▶ _SOURCE DOCUMENT_:

◆ ◆ ◆ ◆ ◆ ◆ ◆

Effective continuous integration for Spark projects

Silex is a small library of helper code intended to make it easier to build real-world Spark applications;¹ most of it is factored out from applications we’ve developed internally at Red Hat. We have a couple of long-term goals for the Silex project:

We want to make it very easy for us to spin up on new data-processing problems without spending a lot of time dealing with accidental complexity, and
we want to have a generally-useful standard library atop Spark that provides primitives and solutions to simplify common tasks and reflects best practices as we discover them.

Part of having a library that people will want to use is having a quality test suite and continuous integration. There are some tricks to developing automated tests for Spark applications, but even keeping those in mind may not be sufficient to let you test your Spark apps in a hosted CI environment. This post will show you how to bridge the gap.

Continuous integration challenges

Since we want to make it easy to review contributions to Silex, I set up Travis CI to watch branches and pull requests. Travis CI is a great service, but if you’re used to running tests locally, you might have some problems running Spark-based tests under hosted CI environments. Here’s what we learned:

When running tests locally, creating a Spark context with local[*] (in order to use all of the available cores on your machine) might be a good idea. However, a hosted CI environment may offer you a lot of cores but relatively little memory, so your tests might be killed because each Spark executor has nontrivial memory overhead. Instead, consider limiting your code to use fewer cores.
If you’re using Kryo serialization and have set the spark.kryoserializer.buffer.mb property to something large (perhaps because you often have serialization buffer crashes in production), don’t be surprised if you run out of memory while running in CI. Spark doesn’t share serializers between threads, so you could be allocating a huge buffer for each thread even if your test code doesn’t need to serialize anything all that large.²
Spark SQL (at least as of version 1.3.1) defaults to creating 200 partitions for shuffles. This is probably a good starting place for real-world data, but it’s overkill for test cases running on a single machine. Furthermore, since each partition has some extra memory overhead, it’s another possible cause of OOMEs.

Fixing the problems

Silex provides an application skeleton trait, and we use a class extending this trait to package up Spark and SQL contexts for test cases. That class isn’t currently part of the public Silex API, but you can see what it looks like here:

private [silex] class TestConsoleApp(val suppliedMaster: String = "local[2]") extends AppCommon { 
  override def master = suppliedMaster
  override def appName = "console"

◆ ◆ ◆ ◆ ◆ ◆ ◆

▶ _RECORDS SUPPLIED_:
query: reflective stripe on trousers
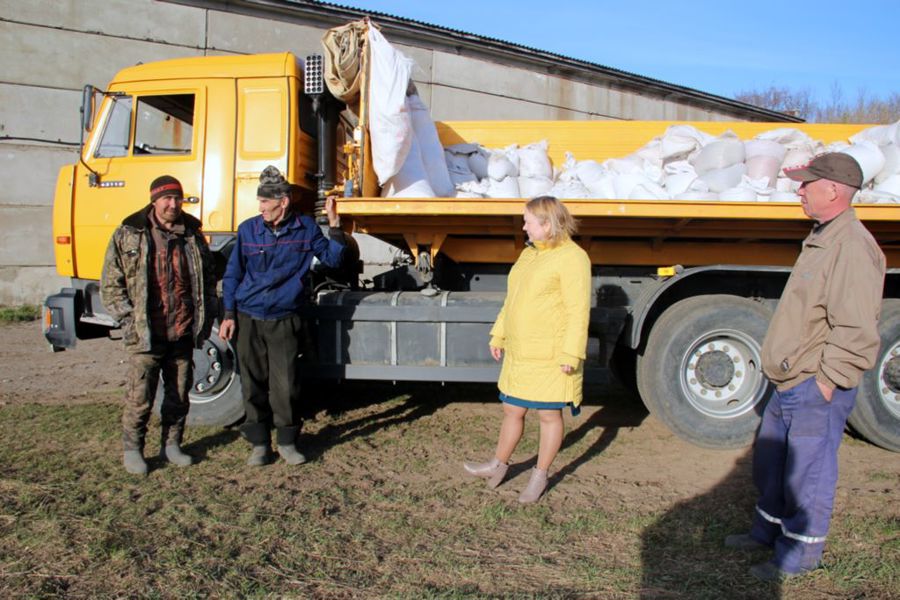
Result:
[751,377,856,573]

◆ ◆ ◆ ◆ ◆ ◆ ◆

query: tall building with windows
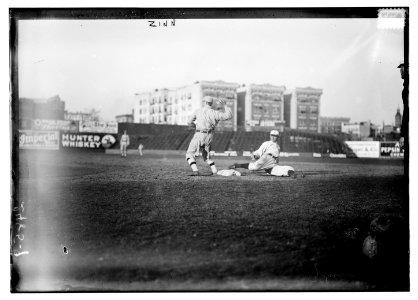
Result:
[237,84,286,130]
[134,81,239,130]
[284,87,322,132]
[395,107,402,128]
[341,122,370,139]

◆ ◆ ◆ ◆ ◆ ◆ ◆

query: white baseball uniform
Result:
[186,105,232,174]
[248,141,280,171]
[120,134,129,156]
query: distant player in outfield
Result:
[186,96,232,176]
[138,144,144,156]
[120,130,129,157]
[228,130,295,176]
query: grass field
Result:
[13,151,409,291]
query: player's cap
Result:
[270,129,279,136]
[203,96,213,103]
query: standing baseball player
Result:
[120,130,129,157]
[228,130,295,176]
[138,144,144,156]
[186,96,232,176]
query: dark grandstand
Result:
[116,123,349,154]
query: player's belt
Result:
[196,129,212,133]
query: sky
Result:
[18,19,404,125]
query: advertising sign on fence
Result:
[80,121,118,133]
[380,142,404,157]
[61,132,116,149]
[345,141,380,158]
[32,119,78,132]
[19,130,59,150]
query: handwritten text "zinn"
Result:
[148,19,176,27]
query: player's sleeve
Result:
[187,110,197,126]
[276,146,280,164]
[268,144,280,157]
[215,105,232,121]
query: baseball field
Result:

◆ ◆ ◆ ◆ ◆ ◆ ◆

Continue the text on continuous integration for Spark projects from the point where it stops. The rows above have nothing to do with the text on continuous integration for Spark projects.

  addConfig( {(conf: SparkConf) => conf.set("spark.kryoserializer.buffer.mb", "2")})
  
  def appMain(args: Array[String]) {
    // this never runs
  }
}

As you can see, we allow users to specify a Spark master URL but default to using two cores locally. Furthermore, we use the addConfig function from AppCommon – which takes a SparkConf and returns a modified SparkConf – to ensure that our Kryo buffer size is the Spark default of 2 mb, rather than the larger Silex default.

If you’re used to writing test code that exercises Spark, you probably already have boilerplate (using something like ScalaTest’s BeforeAndAfterEach) to set up and tear down a Spark context for each test case. We set the Spark SQL property to control parallelism in data frame and SQL shuffles in the test setup code itself:

import org.scalatest._

import com.redhat.et.silex.app.TestConsoleApp

trait PerTestSparkContext extends BeforeAndAfterEach {
  self: BeforeAndAfterEach with Suite =>
  
  private var app: TestConsoleApp = null
  
  def context = app.context
  def sqlContext = app.sqlContext
  
  override def beforeEach() {
    app = new TestConsoleApp()
    System.clearProperty("spark.master.port")
    
    app.sqlContext.setConf("spark.sql.shuffle.partitions", "10")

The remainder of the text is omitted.